Excerpted passage:
◆ ◆ ◆ ◆

Thompson v. McFadden

Decision Date08 April 2016
Docket NumberC/A No. 5:15-cv-01568-TMC-KDW
CourtU.S. District Court — District of South Carolina
PartiesBranson Jamal Thompson, #326685, Petitioner, v. Joseph McFadden, Respondent.

Branson Jamal Thompson ("Petitioner"), a state prisoner, filed this pro se Petition for Writ of Habeas Corpus pursuant to 28 U.S.C. § 2254. This matter is before the court pursuant to 28 U.S.C. § 636(b)(1)(B), and Local Civil Rule 73.02(B)(2)(c) (D.S.C.), for a Report and Recommendation ("Report") on Respondent's Motion for Summary Judgment and Return. ECF Nos. 28. 29, and Petitioner's Motion for Summary Judgment. ECF No. 44. Pursuant to Roseboro v. Garrison, 528 F.2d 309 (4th Cir. 1975), the court advised Petitioner of the summary judgment and dismissal procedures and the possible consequences if he failed to respond adequately to Respondent's Motion. ECF No. 30. Petitioner filed both a Motion for Summary Judgment and a Response in opposition to Respondent's Motion. ECF No. 45. Respondent did not file a reply to Petitioner's Response. Respondent's Return relative to Petitioner's Ground Three adequately addresses the matters raised in Petitioner's Motion for Summary Judgment. Having carefully considered the parties' submissions and the record in this case, the undersigned recommends that Respondent's Motion for Summary Judgment be granted and that Petitioner's Motion for Summary Judgment be denied.

◆ ◆ ◆ ◆

Data provided:
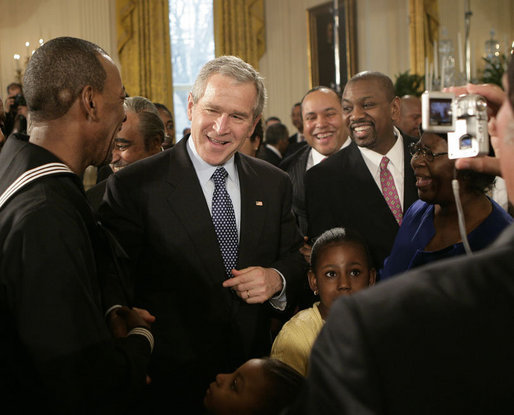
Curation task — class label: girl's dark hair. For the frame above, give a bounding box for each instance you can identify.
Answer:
[311,228,374,272]
[253,357,305,415]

◆ ◆ ◆ ◆

What to work on:
1. In the court decision, under which statute did the petitioner file his petition for a writ of habeas corpus?
2. Set down the part of the court decision from "Thompson v. McFadden" up to and including "Joseph McFadden, Respondent.", copying it word for word.
Work only from the court decision, not from the listing.

Responses per task:
1. 28 U.S.C. § 2254

2.
Thompson v. McFadden

Decision Date08 April 2016
Docket NumberC/A No. 5:15-cv-01568-TMC-KDW
CourtU.S. District Court — District of South Carolina
PartiesBranson Jamal Thompson, #326685, Petitioner, v. Joseph McFadden, Respondent.